━━━ Given records

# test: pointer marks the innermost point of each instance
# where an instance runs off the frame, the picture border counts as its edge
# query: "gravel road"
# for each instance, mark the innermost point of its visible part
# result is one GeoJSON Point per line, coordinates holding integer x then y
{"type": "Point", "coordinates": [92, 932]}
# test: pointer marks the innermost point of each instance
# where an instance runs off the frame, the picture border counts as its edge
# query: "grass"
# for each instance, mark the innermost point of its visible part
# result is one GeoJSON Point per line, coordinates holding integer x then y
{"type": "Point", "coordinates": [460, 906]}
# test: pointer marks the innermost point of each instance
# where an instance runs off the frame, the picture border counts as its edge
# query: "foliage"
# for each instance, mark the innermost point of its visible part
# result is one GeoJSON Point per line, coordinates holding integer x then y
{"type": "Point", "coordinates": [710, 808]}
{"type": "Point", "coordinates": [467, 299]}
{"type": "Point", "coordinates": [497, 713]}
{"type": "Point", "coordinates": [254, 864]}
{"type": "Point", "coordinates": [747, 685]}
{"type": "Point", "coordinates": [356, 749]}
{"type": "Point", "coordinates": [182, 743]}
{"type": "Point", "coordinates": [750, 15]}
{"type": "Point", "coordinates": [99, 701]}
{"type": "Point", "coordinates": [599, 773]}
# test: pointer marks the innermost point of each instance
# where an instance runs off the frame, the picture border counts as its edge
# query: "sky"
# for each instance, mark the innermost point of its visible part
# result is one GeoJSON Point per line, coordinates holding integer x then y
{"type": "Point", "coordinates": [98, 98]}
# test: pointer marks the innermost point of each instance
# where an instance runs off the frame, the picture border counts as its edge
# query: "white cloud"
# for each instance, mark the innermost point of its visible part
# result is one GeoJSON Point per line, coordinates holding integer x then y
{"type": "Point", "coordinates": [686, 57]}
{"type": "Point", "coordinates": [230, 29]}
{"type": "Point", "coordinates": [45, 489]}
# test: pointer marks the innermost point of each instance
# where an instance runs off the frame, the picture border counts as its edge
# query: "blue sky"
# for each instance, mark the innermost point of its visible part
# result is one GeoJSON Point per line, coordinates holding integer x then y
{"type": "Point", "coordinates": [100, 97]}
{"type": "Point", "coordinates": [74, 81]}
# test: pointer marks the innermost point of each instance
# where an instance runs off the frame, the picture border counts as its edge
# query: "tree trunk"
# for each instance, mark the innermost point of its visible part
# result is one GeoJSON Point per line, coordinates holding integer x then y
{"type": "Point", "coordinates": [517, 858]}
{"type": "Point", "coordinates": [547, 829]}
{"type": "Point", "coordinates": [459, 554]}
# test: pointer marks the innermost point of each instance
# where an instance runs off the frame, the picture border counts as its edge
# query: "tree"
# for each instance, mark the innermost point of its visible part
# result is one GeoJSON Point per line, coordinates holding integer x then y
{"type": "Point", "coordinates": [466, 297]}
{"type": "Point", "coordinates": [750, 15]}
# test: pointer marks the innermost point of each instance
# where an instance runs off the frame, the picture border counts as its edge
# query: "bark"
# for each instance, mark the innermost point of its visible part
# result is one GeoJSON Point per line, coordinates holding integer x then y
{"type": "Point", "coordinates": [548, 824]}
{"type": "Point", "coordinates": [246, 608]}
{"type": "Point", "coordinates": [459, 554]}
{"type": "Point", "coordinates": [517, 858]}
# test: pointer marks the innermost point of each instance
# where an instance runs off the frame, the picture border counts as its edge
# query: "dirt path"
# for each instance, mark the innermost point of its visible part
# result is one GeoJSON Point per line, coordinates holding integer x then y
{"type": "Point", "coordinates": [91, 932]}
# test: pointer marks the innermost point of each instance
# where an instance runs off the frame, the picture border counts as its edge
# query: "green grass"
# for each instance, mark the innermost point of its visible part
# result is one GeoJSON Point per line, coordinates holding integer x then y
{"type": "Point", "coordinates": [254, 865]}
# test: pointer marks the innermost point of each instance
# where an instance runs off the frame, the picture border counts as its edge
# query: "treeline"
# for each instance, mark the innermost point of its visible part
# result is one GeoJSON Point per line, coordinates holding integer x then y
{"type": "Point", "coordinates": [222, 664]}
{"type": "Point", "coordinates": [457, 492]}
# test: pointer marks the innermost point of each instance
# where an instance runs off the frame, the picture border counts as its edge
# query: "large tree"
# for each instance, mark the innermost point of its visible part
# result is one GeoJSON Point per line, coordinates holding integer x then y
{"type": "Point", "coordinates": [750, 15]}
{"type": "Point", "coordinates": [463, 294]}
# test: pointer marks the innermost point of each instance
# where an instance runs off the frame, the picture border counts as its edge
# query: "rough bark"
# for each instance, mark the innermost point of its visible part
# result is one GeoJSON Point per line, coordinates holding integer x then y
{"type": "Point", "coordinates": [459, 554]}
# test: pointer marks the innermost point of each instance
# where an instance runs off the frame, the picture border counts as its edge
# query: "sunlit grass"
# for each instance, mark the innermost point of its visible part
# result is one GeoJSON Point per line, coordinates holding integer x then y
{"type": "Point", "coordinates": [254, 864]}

━━━━━━

Requirement:
Retype all of the entries precisely as they are.

The completed task:
# test: pointer marks the innermost point of each instance
# where an instance runs off the frame, the picture border counts as its edge
# query: "gravel road"
# for each instance, mark the innermost point of its visible part
# result is one GeoJSON Point per line, coordinates holding integer x then y
{"type": "Point", "coordinates": [92, 932]}
# test: pointer marks the innermost point of each instance
# where an instance runs off the frame, the picture border counts as its edge
# query: "grass"
# for each instance, mark the innermost point of its visible part
# result is one GeoJSON Point per line, coordinates holding integer x then y
{"type": "Point", "coordinates": [460, 906]}
# test: pointer marks the innermost point of each instance
# where an instance runs off the frame, the picture border counts as its edge
# query: "foliage"
# for each instance, mark the innermost point of its visible part
# result is one GeoJSON Point per line, coordinates holding integer x then y
{"type": "Point", "coordinates": [710, 808]}
{"type": "Point", "coordinates": [467, 299]}
{"type": "Point", "coordinates": [497, 713]}
{"type": "Point", "coordinates": [254, 864]}
{"type": "Point", "coordinates": [747, 685]}
{"type": "Point", "coordinates": [356, 749]}
{"type": "Point", "coordinates": [182, 743]}
{"type": "Point", "coordinates": [750, 15]}
{"type": "Point", "coordinates": [99, 701]}
{"type": "Point", "coordinates": [599, 773]}
# test: pointer marks the innermost point of each instance
# where an instance runs off the frame, the picture border counts as its edge
# query: "sky"
# for each instance, mark the innermost point of its visible part
# result is one GeoJSON Point per line, coordinates holding integer x then y
{"type": "Point", "coordinates": [98, 98]}
# test: pointer marks the innermost point of each instance
# where an instance runs off the frame, the picture border counts as its edge
# query: "white cloud"
# for each instance, mark the innermost point of its visible part
# result is one GeoJSON Point per line, coordinates holding integer x then y
{"type": "Point", "coordinates": [686, 57]}
{"type": "Point", "coordinates": [230, 29]}
{"type": "Point", "coordinates": [45, 489]}
# test: pointer marks the innermost point of each instance
# where an instance runs off the frame, the picture border counts as its edge
# query: "blue sky"
# for each instance, mark the innermost point of its visible part
# result is one GeoJSON Point per line, coordinates holding integer x then y
{"type": "Point", "coordinates": [100, 97]}
{"type": "Point", "coordinates": [74, 81]}
# test: pointer marks the innermost point of each instance
# where an instance runs off the frame, the picture border counts as its edge
# query: "tree trunk"
# for each instance, mark the innermost point of its visible part
# result is one GeoJSON Point per line, coordinates holding integer x then y
{"type": "Point", "coordinates": [517, 858]}
{"type": "Point", "coordinates": [547, 829]}
{"type": "Point", "coordinates": [459, 554]}
# test: pointer marks the innermost point of each instance
# where an instance runs off the frame, the picture border counts as its edge
# query: "tree"
# for each instance, mark the innermost point of its visible part
# result is one GeoJSON Point per line, coordinates holding integer x then y
{"type": "Point", "coordinates": [466, 297]}
{"type": "Point", "coordinates": [750, 15]}
# test: pointer marks the innermost point of each instance
# where an instance runs off the frame, the picture border counts as its edge
# query: "bark"
# for each instance, mark the innermost point of its visible part
# result is one GeoJSON Point per line, coordinates holding integer x then y
{"type": "Point", "coordinates": [548, 824]}
{"type": "Point", "coordinates": [246, 608]}
{"type": "Point", "coordinates": [459, 554]}
{"type": "Point", "coordinates": [517, 858]}
# test: pointer marks the innermost point of each instance
# where an instance runs off the frame, the picture border counts as its edge
# query: "dirt path"
# for each instance, mark the innermost point of its visible part
# result is one GeoJSON Point per line, coordinates holding integer x then y
{"type": "Point", "coordinates": [91, 932]}
# test: pointer marks the innermost point of each instance
# where an instance runs off the frame, the picture border counts as its edge
# query: "green grass"
# for each instance, mark the innermost point of its visible part
# result is one GeoJSON Point per line, coordinates holding integer x then y
{"type": "Point", "coordinates": [254, 865]}
# test: pointer marks the innermost point of each instance
# where an instance runs off the frame, the picture border counts as its edge
# query: "treeline"
# for each instance, mark the innermost point of its visible part
# result is one GeoJSON Point per line, coordinates holding integer x then y
{"type": "Point", "coordinates": [222, 664]}
{"type": "Point", "coordinates": [457, 492]}
# test: pointer marks the innermost point of each instance
# where an instance runs off the frame, the picture border counts as its edge
# query: "large tree"
# for each instance, mark the innermost point of its visible part
# result is one GeoJSON Point per line, coordinates holding integer x then y
{"type": "Point", "coordinates": [750, 15]}
{"type": "Point", "coordinates": [463, 294]}
# test: pointer marks the innermost point of each instance
# where an instance runs off the frame, the picture border counts as its edge
# query: "rough bark"
# for each instance, mark the innermost point of its visible part
# result is one GeoJSON Point per line, coordinates holding integer x then y
{"type": "Point", "coordinates": [459, 554]}
# test: pointer marks the innermost point of each instance
# where an instance runs off the frame, the picture border counts as its edge
# query: "sunlit grass"
# for each instance, mark the innermost point of its visible part
# result is one GeoJSON Point per line, coordinates holding integer x then y
{"type": "Point", "coordinates": [254, 864]}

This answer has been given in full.